_Goal_
Leave out the pictures and copy everything else in the entries exactly.

● ● ●

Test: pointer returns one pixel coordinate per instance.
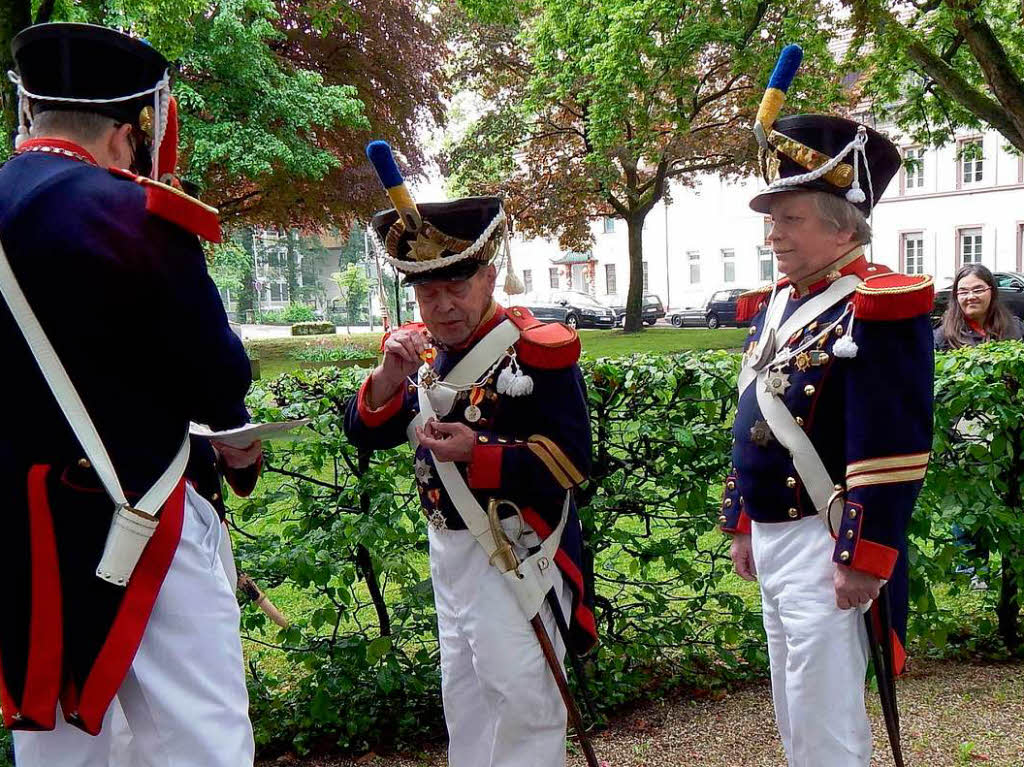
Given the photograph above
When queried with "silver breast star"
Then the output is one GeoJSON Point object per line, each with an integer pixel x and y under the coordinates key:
{"type": "Point", "coordinates": [423, 473]}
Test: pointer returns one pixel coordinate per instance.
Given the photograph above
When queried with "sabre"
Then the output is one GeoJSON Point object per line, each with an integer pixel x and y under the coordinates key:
{"type": "Point", "coordinates": [881, 648]}
{"type": "Point", "coordinates": [506, 560]}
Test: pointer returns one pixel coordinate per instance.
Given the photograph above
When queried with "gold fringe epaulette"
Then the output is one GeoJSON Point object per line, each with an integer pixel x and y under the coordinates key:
{"type": "Point", "coordinates": [894, 296]}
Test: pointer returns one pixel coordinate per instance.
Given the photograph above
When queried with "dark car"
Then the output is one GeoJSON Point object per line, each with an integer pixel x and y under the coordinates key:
{"type": "Point", "coordinates": [572, 307]}
{"type": "Point", "coordinates": [721, 307]}
{"type": "Point", "coordinates": [652, 310]}
{"type": "Point", "coordinates": [690, 316]}
{"type": "Point", "coordinates": [1011, 287]}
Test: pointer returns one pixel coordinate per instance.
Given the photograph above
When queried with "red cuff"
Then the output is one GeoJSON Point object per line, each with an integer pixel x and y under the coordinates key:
{"type": "Point", "coordinates": [742, 525]}
{"type": "Point", "coordinates": [379, 417]}
{"type": "Point", "coordinates": [485, 467]}
{"type": "Point", "coordinates": [875, 559]}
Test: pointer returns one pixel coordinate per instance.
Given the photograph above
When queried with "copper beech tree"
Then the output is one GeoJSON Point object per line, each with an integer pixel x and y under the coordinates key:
{"type": "Point", "coordinates": [596, 107]}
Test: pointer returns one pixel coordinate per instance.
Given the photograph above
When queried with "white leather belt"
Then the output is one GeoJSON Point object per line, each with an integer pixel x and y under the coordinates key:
{"type": "Point", "coordinates": [132, 526]}
{"type": "Point", "coordinates": [824, 494]}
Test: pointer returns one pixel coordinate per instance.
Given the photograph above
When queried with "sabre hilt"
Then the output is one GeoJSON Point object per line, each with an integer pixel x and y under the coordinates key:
{"type": "Point", "coordinates": [504, 557]}
{"type": "Point", "coordinates": [380, 155]}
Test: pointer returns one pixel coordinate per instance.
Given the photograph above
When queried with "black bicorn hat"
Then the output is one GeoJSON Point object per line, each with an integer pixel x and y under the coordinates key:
{"type": "Point", "coordinates": [802, 146]}
{"type": "Point", "coordinates": [455, 241]}
{"type": "Point", "coordinates": [87, 68]}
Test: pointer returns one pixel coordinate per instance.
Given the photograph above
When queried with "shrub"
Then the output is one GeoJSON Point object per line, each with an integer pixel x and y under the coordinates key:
{"type": "Point", "coordinates": [322, 351]}
{"type": "Point", "coordinates": [295, 312]}
{"type": "Point", "coordinates": [312, 329]}
{"type": "Point", "coordinates": [339, 537]}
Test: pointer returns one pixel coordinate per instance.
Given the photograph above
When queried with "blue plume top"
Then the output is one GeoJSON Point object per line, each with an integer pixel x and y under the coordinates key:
{"type": "Point", "coordinates": [785, 68]}
{"type": "Point", "coordinates": [380, 155]}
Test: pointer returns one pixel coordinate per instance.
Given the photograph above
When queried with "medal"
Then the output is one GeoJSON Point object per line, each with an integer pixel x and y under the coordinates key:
{"type": "Point", "coordinates": [776, 383]}
{"type": "Point", "coordinates": [760, 433]}
{"type": "Point", "coordinates": [472, 413]}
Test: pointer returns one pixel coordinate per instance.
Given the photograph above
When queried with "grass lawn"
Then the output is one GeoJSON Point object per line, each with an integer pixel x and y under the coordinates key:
{"type": "Point", "coordinates": [275, 353]}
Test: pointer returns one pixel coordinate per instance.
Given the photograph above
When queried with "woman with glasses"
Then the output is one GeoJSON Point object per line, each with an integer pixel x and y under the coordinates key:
{"type": "Point", "coordinates": [976, 314]}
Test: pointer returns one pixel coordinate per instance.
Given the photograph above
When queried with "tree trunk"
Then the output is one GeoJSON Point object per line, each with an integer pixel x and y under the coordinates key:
{"type": "Point", "coordinates": [14, 16]}
{"type": "Point", "coordinates": [1010, 607]}
{"type": "Point", "coordinates": [634, 300]}
{"type": "Point", "coordinates": [366, 563]}
{"type": "Point", "coordinates": [247, 298]}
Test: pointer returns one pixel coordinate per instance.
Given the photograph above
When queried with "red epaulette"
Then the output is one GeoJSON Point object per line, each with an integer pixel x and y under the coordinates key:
{"type": "Point", "coordinates": [894, 296]}
{"type": "Point", "coordinates": [175, 206]}
{"type": "Point", "coordinates": [411, 326]}
{"type": "Point", "coordinates": [544, 345]}
{"type": "Point", "coordinates": [753, 301]}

● ● ●

_Complete output_
Test: pointer returns one pixel coordinate per instance.
Given the photograph above
When queried with "silver breast star"
Then the output is one GeoJSON Point object per line, each with an integer pixel x and y under the coordinates key:
{"type": "Point", "coordinates": [423, 473]}
Test: pointer returns one pixel coordinate per instance.
Given the photograph above
When queried with "sabre"
Then the output is one GeoJSON Point object per line, each with an integer pixel x and y under the coordinates key:
{"type": "Point", "coordinates": [881, 648]}
{"type": "Point", "coordinates": [506, 560]}
Test: pointer returns one pixel coordinate per instance.
Given the photograph above
When queried with "gold fringe epaulette"
Then the output is one GeoJSON Point object per line, each with an integer pixel x and y under the coordinates key:
{"type": "Point", "coordinates": [894, 296]}
Test: pointer returns one pixel coordinate per instance.
Given the photograph above
When queried with "dark car"
Then the output is one GeoJSON Point object per line, each with an integer pixel x and y under the coordinates key:
{"type": "Point", "coordinates": [572, 307]}
{"type": "Point", "coordinates": [721, 307]}
{"type": "Point", "coordinates": [652, 310]}
{"type": "Point", "coordinates": [690, 316]}
{"type": "Point", "coordinates": [1011, 287]}
Test: pointer returns one pixel coordinate per instance.
Given the photograph above
When queried with "red cuff"
Then the output is one GeoJSON Point object per line, each with an integer pixel x and y under the coordinates key:
{"type": "Point", "coordinates": [742, 525]}
{"type": "Point", "coordinates": [379, 417]}
{"type": "Point", "coordinates": [485, 467]}
{"type": "Point", "coordinates": [875, 559]}
Test: pointer returns one pixel coordinate per instance.
Given the photograph above
When queried with "copper beech tree"
Then the output is one GeoJSON Point object per line, each with an integer pixel x and y under the coordinates key:
{"type": "Point", "coordinates": [596, 107]}
Test: pointer returns one pixel coordinate per instance.
Given the photograph above
When queried with "white leather belt"
Then the output is one GeoJSON Point object per line, each with an integer pixel x and y under the coordinates key:
{"type": "Point", "coordinates": [132, 526]}
{"type": "Point", "coordinates": [824, 494]}
Test: pointer returns one pixel coordinate per instance.
Given the photograph above
When queried with "sabre hilt"
Then the output is one GeoJSON Point object per line, each with an integer pixel x and y under the coordinates key:
{"type": "Point", "coordinates": [504, 557]}
{"type": "Point", "coordinates": [380, 155]}
Test: pointer returns one pixel coordinate per instance.
Given the photograph above
When queried with "black bicorn hat"
Then the output is one GeoJSON Point object per line, each with an integer pixel x and y under the coordinates key:
{"type": "Point", "coordinates": [802, 146]}
{"type": "Point", "coordinates": [455, 241]}
{"type": "Point", "coordinates": [87, 68]}
Test: pointer returns one pixel coordinate per instance.
Given the photograph above
When queried with "shrub"
Then the output is one GeoJSON Point object per line, each with an integer pixel x and y under the coordinates key:
{"type": "Point", "coordinates": [322, 351]}
{"type": "Point", "coordinates": [295, 312]}
{"type": "Point", "coordinates": [312, 329]}
{"type": "Point", "coordinates": [339, 537]}
Test: pointer returns one pixel coordinate per instance.
Given the photograph above
When queried with "blue plume top"
Then the output is one GeoJSON Point object per line, each with an integer pixel x and y under the coordinates key:
{"type": "Point", "coordinates": [785, 68]}
{"type": "Point", "coordinates": [380, 155]}
Test: pointer returns one pixel coordinate per instance.
Given the photograph above
When queried with "medal"
Then the output is one GeoJSON Point object per line, each with an integer pixel x and y under the coordinates key:
{"type": "Point", "coordinates": [776, 383]}
{"type": "Point", "coordinates": [760, 433]}
{"type": "Point", "coordinates": [472, 413]}
Test: pointer returns one pixel coordinate per instance.
Given the photograph above
When queried with "grass lawn"
Then the output is one GeoJSON Point object per line, each with an integer pixel x and y under the coordinates key:
{"type": "Point", "coordinates": [275, 353]}
Test: pointer returns one pixel coordinate per instance.
Given the photograph above
When queried with "woman with glasses"
Then the output is one GeoJSON Point object per line, each with an integer pixel x and y under the coordinates key:
{"type": "Point", "coordinates": [976, 314]}
Test: pointer returns one pixel coordinate per instance.
Given the photograph above
When queried with "tree trunk"
Then the output is one GeoJSON Point object per line, each with an integer pixel x and y under the coordinates key:
{"type": "Point", "coordinates": [14, 16]}
{"type": "Point", "coordinates": [1010, 607]}
{"type": "Point", "coordinates": [634, 300]}
{"type": "Point", "coordinates": [366, 563]}
{"type": "Point", "coordinates": [247, 298]}
Test: pointer returns one pixel coordinate per instance.
Given the photograph above
When queried with "red epaulette"
Then the output is one GeoJSON Point object per line, each with an integer pixel x and y under the coordinates key:
{"type": "Point", "coordinates": [894, 296]}
{"type": "Point", "coordinates": [175, 206]}
{"type": "Point", "coordinates": [411, 326]}
{"type": "Point", "coordinates": [544, 345]}
{"type": "Point", "coordinates": [753, 301]}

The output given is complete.